## Start PAGE
Under Secretary of the Air Force Matthew P. Donovan tours Goodfellow Air Force Base, Texas, to see firsthand the training provided to the Joint Service students, Feb. 13, 2019. During Donovan’s visit, he learned about the innovative direction of training. (Airman 1st Class Zachary Chapman/U.S. Air Force)
February 19, 2019

Under Secretary of the Air Force Matthew Donovan told airmen at Vance Air Force Base to prepare themselves for a new era of superpower competition similar to the Cold War, during a graduation address at the base on Friday.

Donovan spoke to graduating pilots in Specialized Undergraduate Pilot Training Class 19-06, and visited with the News & Eagle on national defense strategy, the ongoing pilot shortage, challenges to force retention and the future of Vance Air Force Base.

The visit was a return trip to Vance for Donovan, who earned his wings at the base in 1983, before going on to fly F-15s and rising to rank of colonel before entering government civil service.

Emerging threats

Donovan told the graduates Friday they should expect a world that looks “eerily similar” to the one he faced when he graduated.

“As I sat in my graduation seat, the threat of Soviet power was never more real, and we would continue to face the Warsaw Pact for another eight years,” Donovan said.

Today’s pilots will operate under a new National Defense Strategy that “recognizes that the era of unchallenged American dominance is over,” Donovan told the newly-minted pilots.

The resurgence of Russia and emergence of China as near-peer competitors will pose new threats as the pilots embark on their careers, he said.

“Our Chinese and Russian competitors spent the past quarter century learning how we fight and where our vulnerabilities lie,” Donovan said. “They’ve adapted with the single-minded purpose of exploiting what they’ve learned to further their strategic aims.”
## End PAGE
## Start STORED RECORDS
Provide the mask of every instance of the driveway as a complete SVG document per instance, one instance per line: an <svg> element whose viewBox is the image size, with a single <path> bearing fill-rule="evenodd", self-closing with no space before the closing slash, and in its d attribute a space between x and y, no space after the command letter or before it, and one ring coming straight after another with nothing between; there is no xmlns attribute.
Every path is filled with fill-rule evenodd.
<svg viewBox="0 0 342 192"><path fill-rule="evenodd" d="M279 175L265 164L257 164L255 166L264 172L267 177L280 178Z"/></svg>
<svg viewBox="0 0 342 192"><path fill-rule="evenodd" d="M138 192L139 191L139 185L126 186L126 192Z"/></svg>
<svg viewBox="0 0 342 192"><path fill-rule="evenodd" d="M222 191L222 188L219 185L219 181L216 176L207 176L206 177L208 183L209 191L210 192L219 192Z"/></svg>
## End STORED RECORDS
TASK PROMPT =
Could you reproduce the piece on Donovan's visit to Vance starting at "Donovan spoke to" and ending at "when he graduated.", but swap "pilot shortage" for "aircrew shortage"?

FINAL RESULT =
Donovan spoke to graduating pilots in Specialized Undergraduate Pilot Training Class 19-06, and visited with the News & Eagle on national defense strategy, the ongoing aircrew shortage, challenges to force retention and the future of Vance Air Force Base.

The visit was a return trip to Vance for Donovan, who earned his wings at the base in 1983, before going on to fly F-15s and rising to rank of colonel before entering government civil service.

Emerging threats

Donovan told the graduates Friday they should expect a world that looks “eerily similar” to the one he faced when he graduated.